● QUOTED PASSAGE
──────────

August is National Sandwich Month
Most people may have heard that they were invented by the Earl of Sandwich in the 18th century England, but he only popularized them. People have been eating meats and cheeses and vegetables either between two slices of bread or rolled up in one large piece of bread, such as pita or a falafel or the large round flatbreads common in the Middle East for millenia.
Here is a website with a very brief history of ‘the sandwich’: https://www.history.com/news/the-story-of-the-sandwich
The sandwich has about as many cultural varieties and variations as there are ethnic groups in the world. Cities, at least in the United States, may be famous for a sandwich, such as Philadelphia and the Philly cheesesteak. Names for a particular type of sandwich can change from one region to the next. In this area of the country one usually hears the term ‘hoagie’, but the same type of sandwich on a long roll and stuffed with meats, cheeses and vegetables are also referred to as subs, submarine sandwiches, heroes or Dagwoods.

──────────

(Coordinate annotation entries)
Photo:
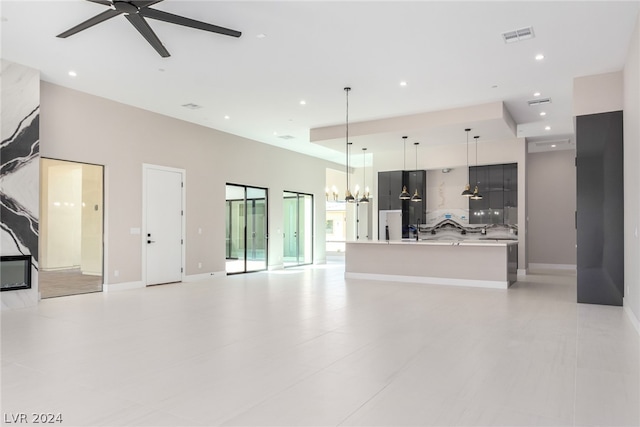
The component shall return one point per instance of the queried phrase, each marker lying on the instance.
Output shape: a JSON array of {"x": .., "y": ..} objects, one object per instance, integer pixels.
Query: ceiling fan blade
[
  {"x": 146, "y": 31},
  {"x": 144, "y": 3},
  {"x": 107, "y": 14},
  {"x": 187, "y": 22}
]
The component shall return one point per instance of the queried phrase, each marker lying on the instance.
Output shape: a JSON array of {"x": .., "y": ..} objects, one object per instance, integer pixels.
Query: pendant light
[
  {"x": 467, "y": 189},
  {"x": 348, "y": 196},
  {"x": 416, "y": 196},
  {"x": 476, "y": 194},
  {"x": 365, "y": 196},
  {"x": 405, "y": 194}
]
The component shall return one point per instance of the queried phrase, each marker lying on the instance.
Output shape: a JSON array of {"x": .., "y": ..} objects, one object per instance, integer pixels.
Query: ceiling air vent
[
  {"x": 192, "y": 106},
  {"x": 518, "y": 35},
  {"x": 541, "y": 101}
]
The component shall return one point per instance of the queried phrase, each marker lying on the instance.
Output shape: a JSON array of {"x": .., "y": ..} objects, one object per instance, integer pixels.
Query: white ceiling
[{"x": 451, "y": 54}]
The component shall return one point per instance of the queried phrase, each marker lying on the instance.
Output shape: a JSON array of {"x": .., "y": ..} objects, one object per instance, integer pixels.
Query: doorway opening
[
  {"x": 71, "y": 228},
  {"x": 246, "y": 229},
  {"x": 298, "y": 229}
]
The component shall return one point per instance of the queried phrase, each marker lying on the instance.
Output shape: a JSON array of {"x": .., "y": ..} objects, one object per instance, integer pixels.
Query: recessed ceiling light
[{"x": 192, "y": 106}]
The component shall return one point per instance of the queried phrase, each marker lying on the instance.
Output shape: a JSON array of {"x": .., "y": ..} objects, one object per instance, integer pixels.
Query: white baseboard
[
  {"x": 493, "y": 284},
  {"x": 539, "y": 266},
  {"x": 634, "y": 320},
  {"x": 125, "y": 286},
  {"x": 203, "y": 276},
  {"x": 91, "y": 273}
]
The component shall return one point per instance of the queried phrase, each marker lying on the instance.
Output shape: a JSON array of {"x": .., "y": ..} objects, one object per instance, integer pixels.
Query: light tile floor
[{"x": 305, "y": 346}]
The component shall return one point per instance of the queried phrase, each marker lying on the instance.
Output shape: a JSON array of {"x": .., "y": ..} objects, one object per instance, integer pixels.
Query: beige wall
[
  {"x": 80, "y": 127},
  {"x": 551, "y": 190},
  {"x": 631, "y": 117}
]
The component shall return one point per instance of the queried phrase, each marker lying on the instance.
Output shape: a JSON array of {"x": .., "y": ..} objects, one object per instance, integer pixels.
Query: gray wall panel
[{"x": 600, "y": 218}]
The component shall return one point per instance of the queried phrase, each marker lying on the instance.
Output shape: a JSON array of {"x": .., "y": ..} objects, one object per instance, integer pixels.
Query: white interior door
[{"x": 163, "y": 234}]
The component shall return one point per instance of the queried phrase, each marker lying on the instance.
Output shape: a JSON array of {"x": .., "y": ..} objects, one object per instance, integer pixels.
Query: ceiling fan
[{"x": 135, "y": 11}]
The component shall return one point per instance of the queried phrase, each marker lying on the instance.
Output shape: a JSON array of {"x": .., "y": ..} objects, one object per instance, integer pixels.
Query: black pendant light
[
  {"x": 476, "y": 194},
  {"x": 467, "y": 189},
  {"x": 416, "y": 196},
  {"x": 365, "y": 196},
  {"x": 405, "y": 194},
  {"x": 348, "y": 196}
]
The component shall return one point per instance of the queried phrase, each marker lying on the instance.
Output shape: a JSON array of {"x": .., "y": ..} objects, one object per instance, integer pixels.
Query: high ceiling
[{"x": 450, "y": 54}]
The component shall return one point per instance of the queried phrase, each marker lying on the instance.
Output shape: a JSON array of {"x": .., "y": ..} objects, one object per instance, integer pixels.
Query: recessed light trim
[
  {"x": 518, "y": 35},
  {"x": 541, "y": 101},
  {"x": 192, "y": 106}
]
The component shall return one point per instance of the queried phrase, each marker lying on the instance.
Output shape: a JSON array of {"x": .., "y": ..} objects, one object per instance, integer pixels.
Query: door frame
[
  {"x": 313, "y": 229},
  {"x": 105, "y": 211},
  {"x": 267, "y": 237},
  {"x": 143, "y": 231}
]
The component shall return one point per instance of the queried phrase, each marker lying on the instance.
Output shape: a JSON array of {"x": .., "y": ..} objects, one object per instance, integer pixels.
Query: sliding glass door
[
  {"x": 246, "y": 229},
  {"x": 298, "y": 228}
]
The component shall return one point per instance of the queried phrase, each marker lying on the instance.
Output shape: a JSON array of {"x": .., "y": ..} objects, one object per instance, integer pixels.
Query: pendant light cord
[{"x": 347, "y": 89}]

──────────

● THINGS TO DO
**1)** Reproduce the portion of the sandwich article starting with "Here is a website" and going on through "heroes or Dagwoods.".
**2)** Answer these questions from the sandwich article:
(a) Which month is National Sandwich Month?
(b) In which century was the Earl of Sandwich in England?
(c) Which city is given as famous for a sandwich, and what is that sandwich?

● RESULTS IN ORDER
**1)**
Here is a website with a very brief history of ‘the sandwich’: https://www.history.com/news/the-story-of-the-sandwich
The sandwich has about as many cultural varieties and variations as there are ethnic groups in the world. Cities, at least in the United States, may be famous for a sandwich, such as Philadelphia and the Philly cheesesteak. Names for a particular type of sandwich can change from one region to the next. In this area of the country one usually hears the term ‘hoagie’, but the same type of sandwich on a long roll and stuffed with meats, cheeses and vegetables are also referred to as subs, submarine sandwiches, heroes or Dagwoods.

**2)**
(a) August
(b) The 18th century
(c) Philadelphia, the Philly cheesesteak